Trecho fornecido:
* * *

Nos EUA, um single com a palavra "fuck"
repetida mais de 20 vezes está na lista dos
mais vendidos.
Desde que palavras de baixo calão começaram a ser usadas em letras da música brasileira, no final dos anos 70, o sentido e o contexto delas mudaram. Se, no passado, palavrões tinham
como objetivo transgredir as duras leis de
censura impostas pela ditadura militar, hoje, eles perdem peso e passam a ser considerados gratuitos e até mesmo comuns.
"Nos tempos do tropicalismo, quando
comecei a compor, a gente não podia usar
nem "arco-íris" que neguinho da Censura
achava que era coisa de comunista. Hoje, o
palavrão deixou de ter conotação de baixo
calão, faz parte da língua viva. O brasilês é
uma das línguas mais ricas do planeta",
conta a cantora Rita Lee, 56, que está na trilha da novela "Senhora do Destino", da
Globo, com a música "Tudo Vira Bosta".
Para ela, "jovem não é besta pra gostar de
uma música exclusivamente por causa de
um palavrão sem mais."
Na linha iniciada pelo grupo/desenho
animado inglês Gorillaz, o produtor Rick
Bonadio, 35, criou recentemente o rapper
Dogão, segundo ele, feito em parceria com
nomes populares da música brasileira que
preferem se manter anônimos. No recém-lançado álbum de estréia, "Dogão É Mau",
há várias letras que se apropriam dos palavrões amplamente utilizados no rap.
"Não gosto de palavrão em música. Os
palavrões que o Dogão fala são do linguajar
do rap. Ele não tem pudor. Não existe uma
forçação em cima do palavrão", conta Rick,
que revelou o grupo santista Charlie Brown
Jr., que vendeu 500 mil cópias do CD
"Acústico MTV", do hit "Não Uso Sapato".

* * *

Dados:
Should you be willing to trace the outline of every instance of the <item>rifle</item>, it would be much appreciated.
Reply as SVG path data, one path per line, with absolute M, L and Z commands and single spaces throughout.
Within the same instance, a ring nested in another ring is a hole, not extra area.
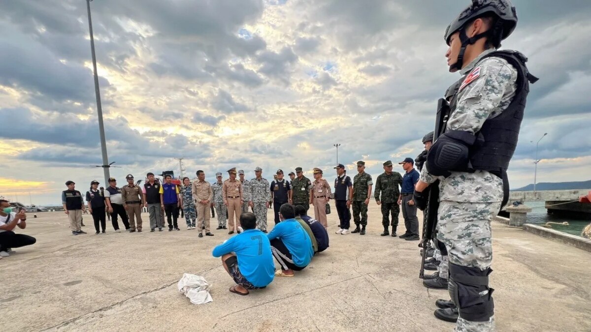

* * *

Instruções do exercício:
Escreva a continuação do trecho sobre palavrões nas letras de música, começando logo após a última frase apresentada. A listagem vem de uma fonte diferente da do trecho.

Resposta:
"O discurso do Chorão é bem rap. Mas o
trabalho do Charlie Brown Jr. não é calcado
no palavrão. Há palavrões que são gratuitos, que não fazem parte do contexto do artista, mas os deles não fogem do contexto,
pois todos sabem como é o Chorão", diz
Rick.
"As letras do Charlie Brown Jr. têm palavrões provavelmente porque o Chorão usa
muitos palavrões no cotidiano dele", afirma Elaine Della Bella, 32, programadora da
89FM de São Paulo, rádio que, mesmo nos
anos 80, nunca editou músicas com palavrões, como "Faroeste Caboclo", da Legião
Urbana, ou "Bichos Escrotos", dos Titãs.
"Quem procura audiência tem de manter
os palavrões. O ouvinte quer a música do
jeito que ela foi escrita", diz Elaine.
Rick Bonadio também foi produtor do
sucesso "Nada a Declarar", do Ultraje a Rigor, que, para criticar a falta de assunto no
rock do final dos anos 90, usava o menor
palavrão do português. "Achava que havia
uns palavrões usados de maneira apelativa,
só para garantir o refrão, como eu mesmo
falo na letra. Achei mais engraçado ainda
usar o menor palavrão, que é "cu". Ele tá ali
totalmente gratuito, mas, ao mesmo tempo, subentende-se que é para criticar", conta Roger, 47, vocalista do Ultraje.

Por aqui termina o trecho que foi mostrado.